#### Problem description
Which of the lines in the data mention the string "face"? List them all.

#### Supplied records
★ ★ ★ ★ ★ ★ ★
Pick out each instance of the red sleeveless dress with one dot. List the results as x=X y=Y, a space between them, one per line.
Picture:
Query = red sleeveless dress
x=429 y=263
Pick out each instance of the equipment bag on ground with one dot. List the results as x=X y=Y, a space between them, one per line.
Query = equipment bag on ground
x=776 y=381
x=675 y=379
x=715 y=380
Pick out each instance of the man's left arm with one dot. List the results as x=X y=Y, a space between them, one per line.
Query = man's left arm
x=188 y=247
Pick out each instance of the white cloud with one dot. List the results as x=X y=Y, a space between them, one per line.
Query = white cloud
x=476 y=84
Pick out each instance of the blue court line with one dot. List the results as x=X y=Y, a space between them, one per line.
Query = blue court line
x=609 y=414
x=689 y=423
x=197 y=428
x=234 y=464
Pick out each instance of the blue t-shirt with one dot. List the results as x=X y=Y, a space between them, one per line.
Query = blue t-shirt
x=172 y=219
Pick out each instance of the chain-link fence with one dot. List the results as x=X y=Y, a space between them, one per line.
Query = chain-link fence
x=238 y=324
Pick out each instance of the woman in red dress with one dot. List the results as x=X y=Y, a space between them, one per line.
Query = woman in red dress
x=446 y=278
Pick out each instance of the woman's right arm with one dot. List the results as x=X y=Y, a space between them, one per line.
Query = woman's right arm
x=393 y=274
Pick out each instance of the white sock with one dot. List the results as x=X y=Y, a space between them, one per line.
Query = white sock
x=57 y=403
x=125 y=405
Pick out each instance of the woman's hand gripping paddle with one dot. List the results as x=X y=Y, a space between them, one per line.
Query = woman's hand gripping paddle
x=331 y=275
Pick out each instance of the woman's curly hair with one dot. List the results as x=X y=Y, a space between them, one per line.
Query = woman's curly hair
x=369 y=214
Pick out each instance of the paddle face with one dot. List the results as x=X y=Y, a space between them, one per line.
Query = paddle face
★ ★ ★ ★ ★ ★ ★
#### Response
Pick out each instance of the paddle face with one dot. List the results as x=X y=Y, a space between them, one per line.
Query = paddle face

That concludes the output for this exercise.